What to produce
Could you please retype all of the data below exactly?

Records contained in a dataset
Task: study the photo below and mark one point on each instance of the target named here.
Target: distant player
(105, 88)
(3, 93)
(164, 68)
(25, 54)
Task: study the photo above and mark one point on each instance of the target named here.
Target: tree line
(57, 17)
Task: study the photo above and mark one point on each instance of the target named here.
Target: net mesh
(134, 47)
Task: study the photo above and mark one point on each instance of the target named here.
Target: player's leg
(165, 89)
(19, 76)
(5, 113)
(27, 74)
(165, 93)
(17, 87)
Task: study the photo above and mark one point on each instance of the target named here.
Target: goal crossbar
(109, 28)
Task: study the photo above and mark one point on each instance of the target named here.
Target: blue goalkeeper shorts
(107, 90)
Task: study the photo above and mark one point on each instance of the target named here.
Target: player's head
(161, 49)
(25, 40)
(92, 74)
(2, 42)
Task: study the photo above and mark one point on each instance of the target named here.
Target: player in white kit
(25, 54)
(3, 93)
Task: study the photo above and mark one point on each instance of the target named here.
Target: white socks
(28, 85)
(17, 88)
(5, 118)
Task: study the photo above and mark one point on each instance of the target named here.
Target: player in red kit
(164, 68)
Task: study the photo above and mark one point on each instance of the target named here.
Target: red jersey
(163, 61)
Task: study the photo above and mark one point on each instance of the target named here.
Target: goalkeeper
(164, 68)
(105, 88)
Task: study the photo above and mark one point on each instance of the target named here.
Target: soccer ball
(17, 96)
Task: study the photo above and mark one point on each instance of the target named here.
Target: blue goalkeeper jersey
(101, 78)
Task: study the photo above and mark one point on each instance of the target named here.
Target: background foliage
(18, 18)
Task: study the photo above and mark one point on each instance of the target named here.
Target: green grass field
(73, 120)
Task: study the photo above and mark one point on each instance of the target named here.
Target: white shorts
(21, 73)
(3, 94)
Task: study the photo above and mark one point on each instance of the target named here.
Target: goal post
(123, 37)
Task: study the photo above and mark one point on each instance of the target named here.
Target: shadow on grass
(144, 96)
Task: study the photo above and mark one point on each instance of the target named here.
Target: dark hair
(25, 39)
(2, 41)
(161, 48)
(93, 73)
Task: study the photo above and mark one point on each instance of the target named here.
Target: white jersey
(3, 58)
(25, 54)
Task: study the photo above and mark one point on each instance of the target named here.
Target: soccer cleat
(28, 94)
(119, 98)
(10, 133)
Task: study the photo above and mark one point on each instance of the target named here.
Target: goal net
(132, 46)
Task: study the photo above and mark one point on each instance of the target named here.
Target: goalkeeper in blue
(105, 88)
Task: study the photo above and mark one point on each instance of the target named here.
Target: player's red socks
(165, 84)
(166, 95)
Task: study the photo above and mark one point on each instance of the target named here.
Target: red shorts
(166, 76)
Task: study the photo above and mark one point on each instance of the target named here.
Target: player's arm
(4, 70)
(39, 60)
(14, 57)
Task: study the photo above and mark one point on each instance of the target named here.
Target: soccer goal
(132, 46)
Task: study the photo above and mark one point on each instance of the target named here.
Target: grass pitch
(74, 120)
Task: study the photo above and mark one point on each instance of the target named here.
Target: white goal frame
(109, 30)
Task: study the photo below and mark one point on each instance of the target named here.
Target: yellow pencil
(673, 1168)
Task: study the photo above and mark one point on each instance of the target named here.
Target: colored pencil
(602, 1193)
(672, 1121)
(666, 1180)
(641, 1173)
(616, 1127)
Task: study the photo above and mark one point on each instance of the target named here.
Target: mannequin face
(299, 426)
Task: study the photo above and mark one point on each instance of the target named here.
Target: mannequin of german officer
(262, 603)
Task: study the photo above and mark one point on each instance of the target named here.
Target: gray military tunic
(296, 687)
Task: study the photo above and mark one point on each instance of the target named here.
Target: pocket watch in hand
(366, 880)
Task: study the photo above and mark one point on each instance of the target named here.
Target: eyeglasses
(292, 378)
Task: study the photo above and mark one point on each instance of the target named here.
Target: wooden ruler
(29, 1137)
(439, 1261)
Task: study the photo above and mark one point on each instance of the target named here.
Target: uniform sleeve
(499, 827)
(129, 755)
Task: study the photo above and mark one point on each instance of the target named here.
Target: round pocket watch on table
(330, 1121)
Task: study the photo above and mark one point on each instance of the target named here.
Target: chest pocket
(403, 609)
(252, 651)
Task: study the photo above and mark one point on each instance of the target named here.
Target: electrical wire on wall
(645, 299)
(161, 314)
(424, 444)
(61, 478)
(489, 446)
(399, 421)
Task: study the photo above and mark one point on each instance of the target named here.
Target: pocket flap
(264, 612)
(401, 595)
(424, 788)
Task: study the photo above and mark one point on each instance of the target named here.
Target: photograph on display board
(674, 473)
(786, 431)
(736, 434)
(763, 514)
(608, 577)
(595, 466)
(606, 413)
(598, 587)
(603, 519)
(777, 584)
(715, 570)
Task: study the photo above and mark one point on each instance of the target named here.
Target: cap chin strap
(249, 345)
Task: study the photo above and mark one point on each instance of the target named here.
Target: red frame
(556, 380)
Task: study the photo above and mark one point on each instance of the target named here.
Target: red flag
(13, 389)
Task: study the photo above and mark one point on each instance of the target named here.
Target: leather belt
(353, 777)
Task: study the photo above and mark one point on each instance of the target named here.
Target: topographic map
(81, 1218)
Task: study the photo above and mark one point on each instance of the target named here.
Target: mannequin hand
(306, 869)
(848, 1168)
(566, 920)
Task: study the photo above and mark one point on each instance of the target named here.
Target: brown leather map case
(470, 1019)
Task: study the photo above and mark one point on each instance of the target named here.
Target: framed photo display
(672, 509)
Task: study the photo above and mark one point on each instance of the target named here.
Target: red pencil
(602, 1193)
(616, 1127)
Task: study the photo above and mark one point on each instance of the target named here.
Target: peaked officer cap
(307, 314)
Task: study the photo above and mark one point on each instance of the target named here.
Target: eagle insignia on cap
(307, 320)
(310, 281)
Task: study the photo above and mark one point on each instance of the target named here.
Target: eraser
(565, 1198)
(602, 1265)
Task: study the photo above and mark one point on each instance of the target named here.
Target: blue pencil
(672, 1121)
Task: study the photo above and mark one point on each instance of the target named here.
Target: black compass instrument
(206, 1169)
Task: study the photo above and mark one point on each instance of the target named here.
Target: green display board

Your response
Task: study the photo below and mark one point on each instance of the target named here.
Target: distant player
(105, 88)
(3, 93)
(164, 68)
(25, 54)
Task: study the photo above and mark one point on each instance of the target named here.
Target: tree line
(57, 17)
Task: study the photo above and mark one point on each instance of the target named here.
Target: net mesh
(134, 47)
Task: study the photo above and mark one point on each instance of the target named here.
Target: player's leg
(165, 89)
(19, 76)
(5, 113)
(27, 74)
(165, 93)
(17, 87)
Task: study the photo above and mark one point on each instance of the target named here.
Target: goal crossbar
(109, 28)
Task: study the photo above and mark one point on each instance of the target named here.
Target: blue goalkeeper shorts
(107, 90)
Task: study the photo above and mark one point on each instance of the target named here.
Target: player's head
(161, 49)
(25, 40)
(92, 74)
(2, 42)
Task: study the photo above and mark one point on each instance of the target named here.
Target: player in white kit
(25, 54)
(3, 93)
Task: study the photo above and mark one point on each instance of the target named here.
Target: white socks
(28, 85)
(17, 88)
(5, 118)
Task: study the photo above and mark one point on each instance of the target named here.
Target: player in red kit
(164, 68)
Task: study the photo above and mark one point on each instance of the target named here.
Target: red jersey
(163, 61)
Task: study the photo above and mark one point on each instance of the target named here.
Target: goalkeeper
(164, 68)
(105, 88)
Task: study the photo above and mark one point on each instance of the target named here.
Target: soccer ball
(17, 96)
Task: study the photo above and mark one point on each instance of the target named here.
Target: blue goalkeeper jersey
(101, 78)
Task: study the photo above and mark one point on each instance of the target named here.
Target: background foliage
(18, 18)
Task: study the photo above and mark one point on each instance of the target named here.
Target: green grass field
(73, 120)
Task: study the photo above and mark one point on each instance of the target named here.
Target: white shorts
(21, 73)
(3, 94)
Task: study the photo above and mark one point on each instance of the target named here.
Target: goal post
(123, 37)
Task: study the photo above and mark one point on each instance of the target named here.
Target: shadow on grass
(144, 96)
Task: study the photo above and mark one point on each instance of the target named here.
Target: dark hair
(25, 39)
(2, 41)
(161, 48)
(93, 73)
Task: study the photo above and mark one point on each instance of the target named here.
Target: white jersey
(3, 58)
(25, 54)
Task: study the photo above and mark one point on each instance of the target named here.
Target: soccer cleat
(28, 94)
(119, 98)
(10, 133)
Task: study the photo above and mark one point on each instance of the target named here.
Target: goal net
(132, 46)
Task: study the photo above and mark one point on each instance of the target named here.
Target: goalkeeper in blue
(105, 88)
Task: study the photo above and mark one point on each instance of the target named here.
Target: player's red socks
(165, 84)
(166, 95)
Task: study the photo above and mark one point on each instance of the target named here.
Target: red shorts
(166, 76)
Task: study the photo above and mark one point on each instance of the target named here.
Target: player's arm
(4, 70)
(39, 60)
(14, 57)
Task: study the photo above and mark one point on each instance of the target named here.
Target: soccer goal
(132, 46)
Task: study the photo above and mark one point on each instance of the target named here.
Target: grass pitch
(74, 120)
Task: study the photo above and mark one point on each instance of the target named here.
Target: white goal frame
(109, 30)
Task: study the photo below and mark one point on each instance of the target named here.
Target: yellow pencil
(673, 1168)
Task: study the photo above and mark one point on each instance of the target named here.
Target: colored pencil
(602, 1193)
(672, 1121)
(666, 1180)
(641, 1173)
(616, 1127)
Task: study the photo above and mark one point on each instance of the target named here.
Target: mannequin face
(299, 426)
Task: study the photo above and mark one point on each instance of the target named here.
Target: mannequin of german officer
(262, 603)
Task: study the photo above and mark one point on each instance of the target named here.
Target: gray military tunic
(296, 687)
Task: study the photo above and mark one point on each instance of the target named here.
Target: pocket watch in hand
(366, 880)
Task: study the photo above and mark one point on each instance of the target named here.
Target: eyeglasses
(292, 378)
Task: study the photo above and mark one point on each instance of the target named here.
Target: wooden ruler
(29, 1137)
(439, 1261)
Task: study the photo above and mark one point on each instance of the target named here.
Target: uniform sleeve
(499, 827)
(129, 755)
Task: study the photo above and mark one point on each instance of the target named here.
Target: round pocket watch on table
(330, 1121)
Task: study the photo above and mark one point on each instance of the target named here.
Target: chest pocket
(403, 609)
(252, 651)
Task: study the photo above and mark one point on each instance of the target named here.
Target: electrical wire on wall
(645, 299)
(161, 314)
(424, 444)
(61, 478)
(489, 446)
(399, 421)
Task: study the photo above and mark one point on each instance of the target named here.
Target: pocket flap
(264, 612)
(401, 595)
(424, 788)
Task: study the photo above and mark one point on each instance of the target named here.
Target: photograph on display board
(674, 473)
(786, 431)
(736, 434)
(763, 514)
(608, 577)
(595, 466)
(606, 413)
(598, 587)
(603, 519)
(777, 584)
(715, 570)
Task: study the photo above and mark one point on each instance of the target named here.
Target: cap chin strap
(249, 345)
Task: study the photo above and mark one point on each instance of the target named here.
Target: red frame
(556, 380)
Task: study the photo above and mark one point on each instance of the target named here.
Target: red flag
(13, 389)
Task: study the photo above and mark one point on each instance of the target named here.
Target: leather belt
(353, 777)
Task: study the photo above and mark one point on each instance of the target named here.
Target: topographic map
(81, 1218)
Task: study the photo above and mark one point on each instance of the target named here.
Target: mannequin hand
(306, 869)
(848, 1168)
(566, 920)
Task: study the photo above and mark one point on each instance of the target named here.
Target: brown leather map case
(470, 1019)
Task: study the photo above and mark one point on each instance of the target named here.
Target: framed photo display
(672, 509)
Task: study the photo above and mark one point on each instance of the target named here.
Target: red pencil
(602, 1193)
(616, 1127)
Task: study the photo above and mark one point on each instance of the target named here.
Target: peaked officer cap
(307, 314)
Task: study the photo above and mark one point on each instance of the target named here.
Target: eagle insignia on cap
(307, 320)
(310, 281)
Task: study the photo above and mark one point on each instance of the target named here.
Target: eraser
(565, 1198)
(602, 1265)
Task: study the photo above and mark one point on each instance of the target named here.
Target: blue pencil
(672, 1121)
Task: study the photo above and mark one point on each instance of the target named here.
Target: black compass instrument
(206, 1169)
Task: study the photo above and mark one point on each instance of the target named here.
Target: green display board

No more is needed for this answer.